◆ Work order: Keep every line in which "belt" occurs and drop the rest of the data.

◆ Dataset records:
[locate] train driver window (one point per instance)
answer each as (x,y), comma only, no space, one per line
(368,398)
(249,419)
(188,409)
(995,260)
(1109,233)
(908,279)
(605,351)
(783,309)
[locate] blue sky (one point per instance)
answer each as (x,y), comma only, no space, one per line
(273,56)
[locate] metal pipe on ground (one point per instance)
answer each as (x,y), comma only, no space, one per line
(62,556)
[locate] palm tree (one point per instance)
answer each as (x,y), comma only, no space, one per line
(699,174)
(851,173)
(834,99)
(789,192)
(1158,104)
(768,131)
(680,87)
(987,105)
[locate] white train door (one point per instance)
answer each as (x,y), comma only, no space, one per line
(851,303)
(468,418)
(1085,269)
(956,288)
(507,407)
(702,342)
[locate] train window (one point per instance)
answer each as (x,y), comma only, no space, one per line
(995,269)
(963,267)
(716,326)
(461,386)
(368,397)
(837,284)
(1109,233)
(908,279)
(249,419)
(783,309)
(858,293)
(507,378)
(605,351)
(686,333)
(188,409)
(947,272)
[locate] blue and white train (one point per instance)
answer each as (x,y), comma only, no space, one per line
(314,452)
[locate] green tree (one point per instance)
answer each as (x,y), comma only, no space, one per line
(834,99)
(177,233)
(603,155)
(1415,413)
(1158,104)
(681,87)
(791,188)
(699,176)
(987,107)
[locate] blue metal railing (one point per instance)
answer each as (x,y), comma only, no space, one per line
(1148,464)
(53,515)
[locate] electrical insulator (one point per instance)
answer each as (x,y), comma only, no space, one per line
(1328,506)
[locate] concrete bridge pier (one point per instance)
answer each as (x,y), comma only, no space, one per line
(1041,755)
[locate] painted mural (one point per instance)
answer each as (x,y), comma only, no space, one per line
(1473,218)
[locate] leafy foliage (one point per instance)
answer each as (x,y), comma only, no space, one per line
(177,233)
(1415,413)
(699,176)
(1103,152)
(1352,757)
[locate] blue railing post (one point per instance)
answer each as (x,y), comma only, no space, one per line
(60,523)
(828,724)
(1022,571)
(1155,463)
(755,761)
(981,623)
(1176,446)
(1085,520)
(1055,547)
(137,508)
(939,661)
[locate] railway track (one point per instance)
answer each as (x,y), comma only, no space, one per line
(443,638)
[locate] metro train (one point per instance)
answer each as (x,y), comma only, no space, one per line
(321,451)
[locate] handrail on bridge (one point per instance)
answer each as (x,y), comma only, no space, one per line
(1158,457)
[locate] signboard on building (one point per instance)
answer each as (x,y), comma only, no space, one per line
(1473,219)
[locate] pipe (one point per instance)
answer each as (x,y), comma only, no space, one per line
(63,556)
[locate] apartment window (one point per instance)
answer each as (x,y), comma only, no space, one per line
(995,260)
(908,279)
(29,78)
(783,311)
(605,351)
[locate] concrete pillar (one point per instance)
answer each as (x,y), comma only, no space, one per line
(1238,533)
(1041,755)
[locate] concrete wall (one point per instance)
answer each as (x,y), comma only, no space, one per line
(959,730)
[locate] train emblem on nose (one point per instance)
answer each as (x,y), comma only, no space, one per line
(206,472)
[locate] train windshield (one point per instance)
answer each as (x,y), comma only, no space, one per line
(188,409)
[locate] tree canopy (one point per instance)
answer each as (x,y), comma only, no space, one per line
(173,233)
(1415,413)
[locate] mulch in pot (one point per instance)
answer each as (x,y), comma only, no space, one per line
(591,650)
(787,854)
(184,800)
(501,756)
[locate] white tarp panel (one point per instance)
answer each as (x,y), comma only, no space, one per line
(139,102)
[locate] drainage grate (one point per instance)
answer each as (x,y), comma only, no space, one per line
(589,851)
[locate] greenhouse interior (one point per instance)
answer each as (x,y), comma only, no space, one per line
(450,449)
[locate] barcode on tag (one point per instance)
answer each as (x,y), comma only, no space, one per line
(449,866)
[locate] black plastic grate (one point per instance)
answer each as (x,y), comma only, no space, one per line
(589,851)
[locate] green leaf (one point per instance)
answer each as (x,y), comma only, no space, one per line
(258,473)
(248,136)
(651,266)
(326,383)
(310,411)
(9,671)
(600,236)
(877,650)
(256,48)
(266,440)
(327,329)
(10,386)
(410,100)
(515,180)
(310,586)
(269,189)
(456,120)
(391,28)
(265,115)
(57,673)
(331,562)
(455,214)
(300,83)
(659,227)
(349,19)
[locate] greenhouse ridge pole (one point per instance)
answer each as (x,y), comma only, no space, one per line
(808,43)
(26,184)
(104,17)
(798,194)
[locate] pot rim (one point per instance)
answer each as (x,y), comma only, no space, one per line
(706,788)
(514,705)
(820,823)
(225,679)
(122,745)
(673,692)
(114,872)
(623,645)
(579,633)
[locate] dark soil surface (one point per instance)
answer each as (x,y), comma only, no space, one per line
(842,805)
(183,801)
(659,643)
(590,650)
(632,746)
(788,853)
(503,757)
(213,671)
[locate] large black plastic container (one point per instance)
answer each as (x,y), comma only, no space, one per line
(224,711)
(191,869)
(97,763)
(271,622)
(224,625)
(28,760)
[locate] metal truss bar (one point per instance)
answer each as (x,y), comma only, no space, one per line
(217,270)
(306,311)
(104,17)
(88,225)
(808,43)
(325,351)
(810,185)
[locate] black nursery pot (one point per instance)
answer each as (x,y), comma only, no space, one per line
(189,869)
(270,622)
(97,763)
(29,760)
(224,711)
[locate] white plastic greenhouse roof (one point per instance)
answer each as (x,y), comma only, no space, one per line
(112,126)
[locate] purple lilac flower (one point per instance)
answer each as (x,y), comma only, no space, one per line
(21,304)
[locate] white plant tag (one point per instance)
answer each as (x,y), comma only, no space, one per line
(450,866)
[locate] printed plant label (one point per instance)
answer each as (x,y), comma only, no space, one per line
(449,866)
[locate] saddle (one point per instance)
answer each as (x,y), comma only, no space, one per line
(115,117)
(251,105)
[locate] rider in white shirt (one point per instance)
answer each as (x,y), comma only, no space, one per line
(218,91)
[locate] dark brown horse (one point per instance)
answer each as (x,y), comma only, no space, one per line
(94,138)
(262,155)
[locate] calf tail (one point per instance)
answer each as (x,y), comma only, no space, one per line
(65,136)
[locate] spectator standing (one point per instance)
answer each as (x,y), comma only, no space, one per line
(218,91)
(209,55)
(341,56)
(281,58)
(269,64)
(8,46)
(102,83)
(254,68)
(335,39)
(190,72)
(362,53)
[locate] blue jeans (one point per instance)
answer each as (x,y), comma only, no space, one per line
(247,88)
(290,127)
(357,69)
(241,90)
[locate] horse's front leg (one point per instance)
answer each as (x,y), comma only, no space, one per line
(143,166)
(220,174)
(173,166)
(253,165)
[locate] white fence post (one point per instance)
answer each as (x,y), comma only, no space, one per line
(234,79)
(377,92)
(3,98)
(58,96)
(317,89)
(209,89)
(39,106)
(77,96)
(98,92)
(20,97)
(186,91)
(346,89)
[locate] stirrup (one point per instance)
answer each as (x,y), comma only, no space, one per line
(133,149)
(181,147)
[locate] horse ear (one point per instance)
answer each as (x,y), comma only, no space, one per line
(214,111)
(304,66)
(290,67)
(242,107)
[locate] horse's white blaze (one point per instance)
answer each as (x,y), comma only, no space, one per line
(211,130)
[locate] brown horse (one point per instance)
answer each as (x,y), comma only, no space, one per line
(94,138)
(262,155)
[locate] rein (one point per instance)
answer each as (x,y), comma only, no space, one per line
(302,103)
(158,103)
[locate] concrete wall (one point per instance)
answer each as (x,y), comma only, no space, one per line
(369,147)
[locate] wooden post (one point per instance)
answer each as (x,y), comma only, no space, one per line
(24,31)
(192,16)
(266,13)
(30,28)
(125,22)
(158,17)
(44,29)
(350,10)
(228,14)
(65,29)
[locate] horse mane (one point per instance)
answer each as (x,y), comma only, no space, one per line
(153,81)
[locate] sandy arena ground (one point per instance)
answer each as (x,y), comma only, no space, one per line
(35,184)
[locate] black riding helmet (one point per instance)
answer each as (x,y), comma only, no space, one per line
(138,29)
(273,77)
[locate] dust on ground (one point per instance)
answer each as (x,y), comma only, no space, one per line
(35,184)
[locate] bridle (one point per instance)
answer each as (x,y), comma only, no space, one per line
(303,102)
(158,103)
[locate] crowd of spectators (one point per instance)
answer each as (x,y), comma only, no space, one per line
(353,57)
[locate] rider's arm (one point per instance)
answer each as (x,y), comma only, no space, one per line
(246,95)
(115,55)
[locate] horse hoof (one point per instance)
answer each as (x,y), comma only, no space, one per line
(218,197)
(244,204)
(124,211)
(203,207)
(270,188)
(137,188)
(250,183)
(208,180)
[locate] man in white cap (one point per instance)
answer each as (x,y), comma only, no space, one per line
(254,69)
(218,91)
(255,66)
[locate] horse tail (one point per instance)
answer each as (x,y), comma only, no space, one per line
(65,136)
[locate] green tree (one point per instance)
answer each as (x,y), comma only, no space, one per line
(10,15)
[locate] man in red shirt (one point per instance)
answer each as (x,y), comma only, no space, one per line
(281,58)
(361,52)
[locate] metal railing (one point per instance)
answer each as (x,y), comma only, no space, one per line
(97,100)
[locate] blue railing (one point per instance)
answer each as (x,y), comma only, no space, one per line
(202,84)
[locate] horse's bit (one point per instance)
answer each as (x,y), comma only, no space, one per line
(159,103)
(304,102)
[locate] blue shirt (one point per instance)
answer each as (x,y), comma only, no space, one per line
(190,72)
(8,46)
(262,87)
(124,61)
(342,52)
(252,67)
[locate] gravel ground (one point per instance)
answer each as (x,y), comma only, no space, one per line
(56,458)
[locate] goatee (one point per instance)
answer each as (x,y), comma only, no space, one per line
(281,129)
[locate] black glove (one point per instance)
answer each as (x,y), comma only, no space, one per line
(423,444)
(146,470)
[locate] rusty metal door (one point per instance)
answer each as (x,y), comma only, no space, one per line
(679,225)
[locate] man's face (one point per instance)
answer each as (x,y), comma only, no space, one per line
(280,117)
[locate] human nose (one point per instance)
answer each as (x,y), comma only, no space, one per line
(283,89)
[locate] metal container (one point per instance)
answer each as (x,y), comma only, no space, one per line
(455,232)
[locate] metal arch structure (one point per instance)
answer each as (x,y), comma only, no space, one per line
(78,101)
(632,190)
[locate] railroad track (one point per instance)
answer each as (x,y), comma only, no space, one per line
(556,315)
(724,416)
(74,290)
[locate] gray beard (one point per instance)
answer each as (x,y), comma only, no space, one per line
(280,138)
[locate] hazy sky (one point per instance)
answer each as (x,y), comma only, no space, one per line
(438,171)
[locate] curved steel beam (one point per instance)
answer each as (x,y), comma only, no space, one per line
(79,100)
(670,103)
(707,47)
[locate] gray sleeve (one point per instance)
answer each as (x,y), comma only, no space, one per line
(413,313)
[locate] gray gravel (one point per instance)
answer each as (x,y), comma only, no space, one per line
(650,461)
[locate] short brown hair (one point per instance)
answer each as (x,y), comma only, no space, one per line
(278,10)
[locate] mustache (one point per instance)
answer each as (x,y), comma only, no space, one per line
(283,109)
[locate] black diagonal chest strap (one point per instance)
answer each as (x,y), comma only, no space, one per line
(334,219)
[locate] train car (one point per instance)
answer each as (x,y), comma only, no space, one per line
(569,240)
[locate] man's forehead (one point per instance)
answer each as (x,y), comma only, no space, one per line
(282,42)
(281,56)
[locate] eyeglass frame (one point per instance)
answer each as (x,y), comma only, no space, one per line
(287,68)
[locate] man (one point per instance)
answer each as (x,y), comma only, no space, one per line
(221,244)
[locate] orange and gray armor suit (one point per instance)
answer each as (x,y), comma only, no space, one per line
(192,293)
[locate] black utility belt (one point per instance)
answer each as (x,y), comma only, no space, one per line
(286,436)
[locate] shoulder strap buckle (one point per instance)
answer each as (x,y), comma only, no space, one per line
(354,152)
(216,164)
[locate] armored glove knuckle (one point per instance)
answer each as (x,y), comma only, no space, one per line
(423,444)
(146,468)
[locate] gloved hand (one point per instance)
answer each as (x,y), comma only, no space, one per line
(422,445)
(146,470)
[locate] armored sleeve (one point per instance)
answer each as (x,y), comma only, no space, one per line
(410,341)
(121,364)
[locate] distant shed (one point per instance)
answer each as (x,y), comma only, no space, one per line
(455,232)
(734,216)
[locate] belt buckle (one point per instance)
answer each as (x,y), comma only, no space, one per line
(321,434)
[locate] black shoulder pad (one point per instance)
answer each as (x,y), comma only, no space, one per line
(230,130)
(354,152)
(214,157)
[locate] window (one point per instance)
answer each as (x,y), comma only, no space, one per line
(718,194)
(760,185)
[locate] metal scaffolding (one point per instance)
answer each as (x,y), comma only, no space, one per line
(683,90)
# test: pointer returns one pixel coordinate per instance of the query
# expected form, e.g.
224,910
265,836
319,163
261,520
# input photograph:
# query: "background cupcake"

◆ Task output:
[locate] black utility belt (one point per instance)
[locate] belt buckle (one point per instance)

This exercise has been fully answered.